To-do list –
(a) Sum up the opinion in the Hock appeal in three sentences.
(b) Keep writing the opinion in the Hock appeal, picking up right after its last sentence.

Text passage –
UNITED STATES of America, Plaintiff-Appellee, v. Douglas David HOCK, Defendant-Appellant

172 F.3d 676 | 9th Cir. | 1999

172 F.3d 676

99 Cal. Daily Op. Serv. 2444, 1999 Daily
Journal D.A.R. 3181
UNITED STATES of America, Plaintiff-Appellee,
v.
Douglas David HOCK, Defendant-Appellant.

No. 98-10270.

United States Court of Appeals,
Ninth Circuit.

Argued and Submitted Feb. 8, 1999.
Decided April 2, 1999.

David M. Porter, Assistant Federal Defender, Sacramento, California, for the defendant-appellant.

Samantha S. Spangler, Assistant United States Attorney, Sacramento, California, for the plaintiff-appellee.

Appeal from the United States District Court for the Eastern District of California; David F. Levi, District Judge, Presiding. D.C. No. CR-93-00506-DFL.

Before: WOOD, JR.,* THOMPSON, and THOMAS, Circuit Judges.

WOOD, JR., Circuit Judge:

1

Defendant-appellant, Douglas David Hock, was convicted after a jury trial of two counts of possession with intent to distribute methamphetamine in violation of 21 U.S.C. § 841(a)(1) and one count of using a firearm in relation to a drug trafficking offense in violation of 18 U.S.C. § 924(c)(1). After the Supreme Court's decision in Bailey v. United States, 516 U.S. 137, 116 S.Ct. 501, 133 L.Ed.2d 472 (1995), the parties filed a joint stipulation asking the court to vacate Hock's § 924(c)(1) conviction. The court did so and then resentenced Hock on the drug charges. On appeal, Hock argues that the district court lacked jurisdiction to resentence him on the unchallenged convictions and contends that the district court erred in refusing to grant Hock's requests for additional downward departures.

I. BACKGROUND

2

On October 5, 1993, the Sacramento County Sheriff's Department was conducting an investigation which focused on a particular unit, apartment # 4, of an apartment complex in Sacramento County, California. When officers approached the complex to question a resident of apartment # 4, they observed Douglas David Hock, who occupied apartment # 3, run out of the back door of his unit. Hock was wearing socks but no shoes and was carrying several items. Hock climbed over a fence and either threw or dropped a package near the fence. One of the officers recovered the package which later was determined to contain 387.2 grams of 96 % pure methamphetamine. The officers attempted to detain Hock but he eluded them. The officers then obtained a search warrant for Hock's apartment. The search uncovered three firearms, narcotics paraphernalia, and narcotics including 26.37 grams of 90 % pure methamphetamine and 26 grams of 93 % pure methamphetamine. The officers also discovered a video monitor in the bedroom which was connected to a camera that was positioned to monitor the complex's parking area.

Given material –
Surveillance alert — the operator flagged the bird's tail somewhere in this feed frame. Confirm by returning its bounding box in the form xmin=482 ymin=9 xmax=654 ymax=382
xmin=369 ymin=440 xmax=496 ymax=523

Results of the exercise –
(a) Douglas David Hock was convicted by a jury on two counts of possessing methamphetamine with intent to distribute and one count of using a firearm in relation to a drug trafficking offense. After the Supreme Court's decision in Bailey v. United States, the parties jointly asked the court to vacate the firearm conviction, and the court did so and then resentenced Hock on the drug charges. On appeal, Hock argues that the district court had no jurisdiction to resentence him on the unchallenged convictions and that it wrongly refused his requests for additional downward departures.

(b)
3

Hock was apprehended on a state arrest warrant on November 22, 1993. At that time, the police found 15.21 grams of methamphetamine and narcotics transaction records in Hock's possession. Hock was initially charged in state court, but those charges were dismissed. On December 3, 1993, he was charged in federal court. The indictment charged two counts of possession with intent to distribute methamphetamine in violation of 21 U.S.C. § 841(a)(1) and one count of use of a firearm during and in relation to a drug trafficking offense in violation of 18 U.S.C. § 924(c)(1). Hock subsequently pled guilty to the two drug trafficking counts pursuant to a plea agreement with the government. The parties stipulated that the relevant conduct involved 466.7 grams of a mixture containing methamphetamine and recognized that this would result in a base offense level of 28. The government agreed not to oppose a three-level reduction in the offense level for acceptance of responsibility and to recommend that Hock be sentenced at the low end of the applicable guideline range.

4

The probation department prepared a presentence report which calculated the relevant conduct for sentencing based on pure methamphetamine rather than a methamphetamine mixture. This resulted in a base offense level of 34. On the day before the scheduled sentencing hearing, the district court issued a minute order informing the parties of its intention not to accept the parties' stipulation regarding the purity of the methamphetamine and offering Hock the option of withdrawing his guilty plea. Hock chose to withdraw his guilty plea, and the matter was set for trial.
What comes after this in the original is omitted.